▶ DATASET ROWS:

[start]

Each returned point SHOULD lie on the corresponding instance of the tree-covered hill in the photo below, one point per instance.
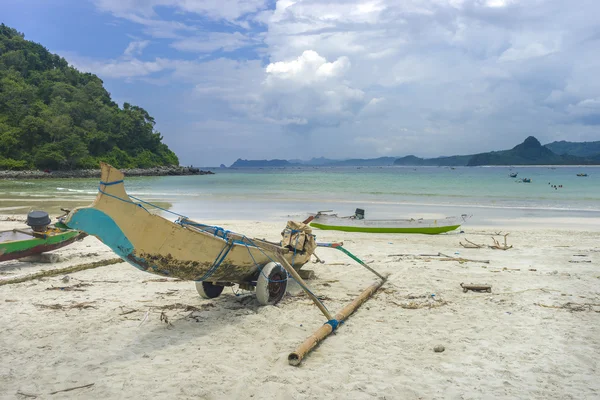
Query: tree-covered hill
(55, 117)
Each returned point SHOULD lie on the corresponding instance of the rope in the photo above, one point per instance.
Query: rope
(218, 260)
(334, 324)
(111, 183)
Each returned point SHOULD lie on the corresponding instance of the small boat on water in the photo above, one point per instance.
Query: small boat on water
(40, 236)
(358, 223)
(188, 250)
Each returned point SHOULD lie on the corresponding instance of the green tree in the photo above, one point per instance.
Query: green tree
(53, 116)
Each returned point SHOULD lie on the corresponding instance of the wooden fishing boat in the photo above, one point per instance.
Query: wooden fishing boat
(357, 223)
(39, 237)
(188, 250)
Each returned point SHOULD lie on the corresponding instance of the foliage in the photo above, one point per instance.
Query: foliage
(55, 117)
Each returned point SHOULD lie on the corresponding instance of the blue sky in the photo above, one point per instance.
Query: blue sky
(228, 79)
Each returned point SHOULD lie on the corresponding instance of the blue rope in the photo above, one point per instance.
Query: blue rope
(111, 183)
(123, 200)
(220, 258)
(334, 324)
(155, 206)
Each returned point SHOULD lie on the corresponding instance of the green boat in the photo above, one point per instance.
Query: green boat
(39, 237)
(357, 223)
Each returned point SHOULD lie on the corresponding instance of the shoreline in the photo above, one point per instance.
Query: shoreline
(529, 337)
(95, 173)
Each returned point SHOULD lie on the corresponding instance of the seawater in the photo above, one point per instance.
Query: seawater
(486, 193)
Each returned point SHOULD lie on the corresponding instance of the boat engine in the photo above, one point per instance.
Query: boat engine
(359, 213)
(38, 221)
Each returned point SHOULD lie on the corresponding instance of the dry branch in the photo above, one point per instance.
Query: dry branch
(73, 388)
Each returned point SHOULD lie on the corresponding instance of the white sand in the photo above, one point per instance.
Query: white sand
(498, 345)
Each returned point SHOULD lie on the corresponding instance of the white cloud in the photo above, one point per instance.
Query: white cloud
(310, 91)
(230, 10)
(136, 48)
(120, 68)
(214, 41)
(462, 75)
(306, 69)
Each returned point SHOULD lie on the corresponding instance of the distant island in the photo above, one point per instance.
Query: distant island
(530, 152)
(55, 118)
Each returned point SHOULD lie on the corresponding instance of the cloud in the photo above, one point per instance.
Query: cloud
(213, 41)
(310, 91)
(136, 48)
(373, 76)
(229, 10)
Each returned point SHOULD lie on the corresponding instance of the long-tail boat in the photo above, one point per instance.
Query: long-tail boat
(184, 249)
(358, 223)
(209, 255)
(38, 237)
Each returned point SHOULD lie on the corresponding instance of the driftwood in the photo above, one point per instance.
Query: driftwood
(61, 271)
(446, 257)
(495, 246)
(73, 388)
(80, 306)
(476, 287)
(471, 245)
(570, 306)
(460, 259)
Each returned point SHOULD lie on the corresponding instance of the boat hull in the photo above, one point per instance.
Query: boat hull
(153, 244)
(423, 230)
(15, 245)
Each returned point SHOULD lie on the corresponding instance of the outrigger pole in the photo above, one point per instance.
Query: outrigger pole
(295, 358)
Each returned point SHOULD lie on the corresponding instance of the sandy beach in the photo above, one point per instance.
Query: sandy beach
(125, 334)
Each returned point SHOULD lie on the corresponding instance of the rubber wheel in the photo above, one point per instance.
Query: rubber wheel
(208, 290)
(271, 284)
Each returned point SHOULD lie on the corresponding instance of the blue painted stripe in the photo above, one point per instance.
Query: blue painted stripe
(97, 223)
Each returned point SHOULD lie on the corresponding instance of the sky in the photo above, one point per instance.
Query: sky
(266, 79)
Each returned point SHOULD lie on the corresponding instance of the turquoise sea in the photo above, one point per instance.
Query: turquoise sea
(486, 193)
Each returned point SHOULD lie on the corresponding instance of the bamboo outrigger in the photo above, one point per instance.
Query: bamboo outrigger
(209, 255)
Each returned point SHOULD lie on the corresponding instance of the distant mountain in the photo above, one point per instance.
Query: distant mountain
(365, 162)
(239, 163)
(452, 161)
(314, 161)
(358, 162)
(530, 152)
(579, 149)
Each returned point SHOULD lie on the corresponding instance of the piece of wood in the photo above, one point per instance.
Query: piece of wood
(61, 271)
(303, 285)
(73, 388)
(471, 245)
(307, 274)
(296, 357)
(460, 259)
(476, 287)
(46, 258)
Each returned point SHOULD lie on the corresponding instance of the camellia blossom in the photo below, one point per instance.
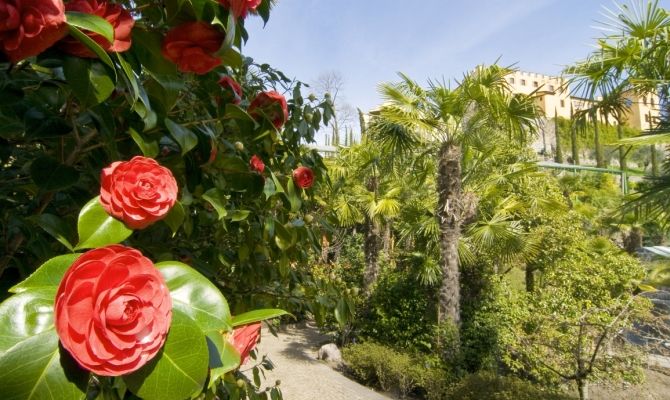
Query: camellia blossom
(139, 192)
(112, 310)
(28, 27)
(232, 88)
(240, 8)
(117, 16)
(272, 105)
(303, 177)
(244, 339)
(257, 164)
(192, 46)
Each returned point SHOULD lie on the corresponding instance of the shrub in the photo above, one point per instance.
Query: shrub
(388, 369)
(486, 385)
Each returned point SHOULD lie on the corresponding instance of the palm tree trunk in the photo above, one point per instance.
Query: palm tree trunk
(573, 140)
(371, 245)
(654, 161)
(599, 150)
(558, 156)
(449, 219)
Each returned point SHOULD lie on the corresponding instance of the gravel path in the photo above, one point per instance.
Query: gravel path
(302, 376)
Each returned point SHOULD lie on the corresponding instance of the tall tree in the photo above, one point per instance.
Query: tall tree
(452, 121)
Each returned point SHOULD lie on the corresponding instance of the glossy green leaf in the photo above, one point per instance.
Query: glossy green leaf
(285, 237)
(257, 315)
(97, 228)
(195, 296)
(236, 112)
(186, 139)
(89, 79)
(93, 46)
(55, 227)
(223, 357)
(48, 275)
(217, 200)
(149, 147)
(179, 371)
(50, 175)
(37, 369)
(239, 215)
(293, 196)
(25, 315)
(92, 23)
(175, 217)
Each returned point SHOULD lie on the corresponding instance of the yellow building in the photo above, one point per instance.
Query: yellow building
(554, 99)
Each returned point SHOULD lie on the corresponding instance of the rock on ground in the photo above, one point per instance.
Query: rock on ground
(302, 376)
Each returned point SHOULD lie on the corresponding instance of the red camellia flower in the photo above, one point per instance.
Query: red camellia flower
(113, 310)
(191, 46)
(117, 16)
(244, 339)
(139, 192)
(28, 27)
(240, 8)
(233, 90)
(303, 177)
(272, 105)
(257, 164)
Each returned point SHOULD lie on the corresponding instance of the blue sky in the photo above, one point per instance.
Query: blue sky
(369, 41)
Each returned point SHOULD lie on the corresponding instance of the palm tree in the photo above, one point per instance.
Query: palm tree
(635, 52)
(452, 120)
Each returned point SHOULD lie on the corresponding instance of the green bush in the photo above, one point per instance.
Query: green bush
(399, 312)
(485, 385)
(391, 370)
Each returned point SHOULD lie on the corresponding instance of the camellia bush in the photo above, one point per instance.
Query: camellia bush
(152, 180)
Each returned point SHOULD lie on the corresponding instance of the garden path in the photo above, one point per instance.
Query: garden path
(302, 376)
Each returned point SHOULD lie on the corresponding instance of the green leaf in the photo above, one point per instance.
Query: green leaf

[end]

▶ OBJECTIVE: Leave out the pictures and copy every record above exactly.

▶ EXERCISE RESULT:
Each returned point SHOULD lie on the corresponding instance of the tree-covered hill in the photo below, one point per instance.
Query: tree-covered hill
(55, 117)
Each returned point SHOULD lie on the corresponding instance of the rope in the photo above, one point per instance.
Query: rope
(218, 260)
(334, 324)
(111, 183)
Each returned point SHOULD lie on the corresponding instance of the small boat on water in the photo above, one point per instance.
Query: small boat on water
(40, 236)
(358, 223)
(188, 250)
Each returned point SHOULD lie on the corresponding instance of the green tree in the photo above, one point per instance.
Query: green tree
(53, 116)
Each returned point SHOULD lie on the corresponding instance of the wooden fishing boat in the photo above, one point per instance.
Query: wooden fishing boat
(357, 223)
(39, 237)
(188, 250)
Each returned point SHOULD lie on the corresponding instance of the foliage in the photo above, one point per instance.
Query: foliage
(55, 117)
Each returned point SHOULD lie on the corresponding instance of the blue sky in the photo above, one point per instance.
Query: blue sky
(228, 79)
Each returned point SHOULD lie on the corresponding instance of the blue rope in the photo above, one point per instance.
Query: blue rope
(111, 183)
(123, 200)
(220, 258)
(334, 324)
(155, 206)
Each returned point SHOULD lie on the corresponding instance of the green boat in the photo above, one point per instance.
Query: green boat
(39, 237)
(357, 223)
Each returned point SHOULD lie on the corresponding instance of the shoreline in the photo above, one point per instance.
Query: shoreline
(529, 337)
(95, 173)
Each returned point SHOULD lie on the corresponding instance of the seawater in the photo above, one point per instance.
Query: seawater
(486, 193)
Each returned point SHOULD lie on the corresponding instance of the boat engine in the photo above, one point per instance.
Query: boat engine
(359, 213)
(38, 221)
Each returned point SHOULD lie on the corresponding instance of the dry branch in the photo above, one point per instance.
Query: dry branch
(73, 388)
Each returned point SHOULD lie on the corresponding instance of the white sand in the photo above, one point per instance.
Query: white sand
(498, 345)
Each returned point SHOULD lie on the corresponding instance of the white cloud in the photo above, one point per instance.
Query: white cloud
(310, 91)
(230, 10)
(136, 48)
(120, 68)
(214, 41)
(462, 75)
(306, 69)
Each returned point SHOULD lie on the corresponding instance of the distant island in the photo above, one point per instance.
Query: distant island
(530, 152)
(55, 118)
Each returned point SHOULD lie on the corresponding instance of the cloud in the photo above, one point per instance.
Query: cloud
(213, 41)
(310, 91)
(136, 48)
(373, 76)
(229, 10)
Each returned point SHOULD lie on the corresponding instance of the long-tail boat in the photo above, one point per instance.
Query: long-tail boat
(184, 249)
(358, 223)
(209, 255)
(38, 237)
Each returned point SHOULD lie on the corresponding instance of the driftwood in the photo above, one point per instance.
Query: driftwood
(61, 271)
(446, 257)
(495, 246)
(73, 388)
(80, 306)
(476, 287)
(471, 245)
(570, 306)
(460, 259)
Each returned point SHOULD lie on the corresponding instance of the boat hull in the photo above, one point per instance.
Query: boat hull
(153, 244)
(423, 230)
(15, 245)
Each returned point SHOULD lie on the corresponding instance of the outrigger pole in the photo above, one point per instance.
Query: outrigger pole
(295, 358)
Each returned point SHOULD lie on the corresponding instance of the sandy beach in the photo above, one point per instance.
Query: sandy beach
(125, 334)
Each returned point SHOULD lie on the corresponding instance of the rubber wheel in the photo above, one point per instance.
Query: rubber wheel
(208, 290)
(271, 284)
Each returned point SHOULD lie on the corresponding instance of the blue painted stripe in the photo above, one point per instance.
Query: blue painted stripe
(97, 223)
Each returned point SHOULD lie on the corresponding instance of the sky in the photo above, one point per instance.
Query: sky
(266, 79)
Each returned point SHOULD lie on the corresponding instance of the turquoise sea in the photo above, one point per instance.
Query: turquoise sea
(486, 193)
Each returned point SHOULD lie on the corresponding instance of the bamboo outrigger in the photo above, one point per instance.
Query: bamboo outrigger
(209, 255)
Each returned point SHOULD lie on the corresponding instance of the distant mountain in the photo above, one point per instance.
Query: distant mountain
(365, 162)
(239, 163)
(452, 161)
(314, 161)
(358, 162)
(530, 152)
(579, 149)
Each returned point SHOULD lie on the corresponding instance of the piece of wood in the photo above, one point per instance.
Query: piece of wood
(61, 271)
(303, 285)
(73, 388)
(471, 245)
(307, 274)
(296, 357)
(460, 259)
(476, 287)
(46, 258)
Each returned point SHOULD lie on the corresponding instance of the camellia blossom in the photo below, one point per instance.
Query: camellia blossom
(139, 192)
(112, 310)
(28, 27)
(232, 88)
(240, 8)
(117, 16)
(272, 105)
(303, 177)
(244, 339)
(257, 164)
(192, 46)
Each returned point SHOULD lie on the corresponding instance of the shrub in the photo above, one point per instance.
Query: shrub
(388, 369)
(486, 385)
Each returned point SHOULD lie on the corresponding instance of the palm tree trunk in the photo above, one point per instance.
Query: palm tree trunk
(573, 140)
(371, 245)
(654, 161)
(599, 150)
(558, 156)
(449, 219)
Each returned point SHOULD lie on the corresponding instance of the gravel path in the photo above, one point per instance.
Query: gravel path
(302, 376)
Each returned point SHOULD lie on the corresponding instance of the tall tree in the photo above, one point per instance.
Query: tall tree
(452, 121)
Each returned point SHOULD lie on the corresponding instance of the glossy green leaf in the photo above, one point per instance.
Query: glossy green leaf
(285, 237)
(257, 315)
(97, 228)
(195, 296)
(236, 112)
(186, 139)
(89, 79)
(93, 46)
(55, 227)
(223, 357)
(48, 275)
(217, 200)
(149, 147)
(179, 371)
(50, 175)
(37, 369)
(239, 215)
(293, 196)
(25, 315)
(92, 23)
(175, 217)
Each returned point SHOULD lie on the corresponding instance of the yellow building in the photo above, one point per instance.
Query: yellow building
(554, 99)
Each returned point SHOULD lie on the corresponding instance of the rock on ground in the photo above, one point per instance.
Query: rock on ground
(302, 376)
Each returned point SHOULD lie on the corresponding instance of the red camellia flower in the photo above, one point per instance.
Query: red camellia flower
(113, 310)
(191, 46)
(117, 16)
(244, 339)
(139, 192)
(28, 27)
(240, 8)
(233, 90)
(303, 177)
(272, 105)
(257, 164)
Each returned point SHOULD lie on the corresponding instance of the blue sky in the photo above, one point per instance.
Query: blue sky
(369, 41)
Each returned point SHOULD lie on the corresponding instance of the palm tree in the photo above, one point per instance.
Query: palm tree
(635, 52)
(452, 120)
Each returned point SHOULD lie on the corresponding instance of the green bush in the photo above, one point per instance.
Query: green bush
(399, 312)
(485, 385)
(391, 370)
Each returned point SHOULD lie on the corresponding instance of the camellia bush in the photo above, one point per instance.
Query: camellia bush
(152, 180)
Each returned point SHOULD lie on the corresponding instance of the garden path in the photo above, one point per instance.
Query: garden path
(302, 376)
Each returned point SHOULD lie on the corresponding instance of the green leaf in the photo above, one point per instance.
Query: green leaf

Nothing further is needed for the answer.